## [EXERCISE DESCRIPTION]
Excluding all pictures, please output the listing exactly.

## [EXERCISE DATA]
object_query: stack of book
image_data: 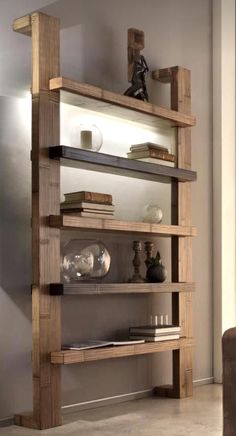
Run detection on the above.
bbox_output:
[60,191,114,219]
[129,324,180,342]
[127,142,176,166]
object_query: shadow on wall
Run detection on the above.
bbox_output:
[0,96,33,418]
[0,96,31,317]
[39,0,171,104]
[38,0,122,89]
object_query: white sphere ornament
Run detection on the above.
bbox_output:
[143,204,163,223]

## [RESPONSE FOR THIS EXERCISE]
object_query: stack of book
image_data: 
Run detection on the above.
bbox_output:
[60,191,114,219]
[129,324,180,342]
[127,142,176,166]
object_query: shadow on wall
Run detection on the above.
bbox_output:
[0,96,33,418]
[0,96,31,317]
[39,0,171,104]
[38,0,122,89]
object_query: white sphere ornament
Run detection on the above.
bbox_output:
[143,204,163,223]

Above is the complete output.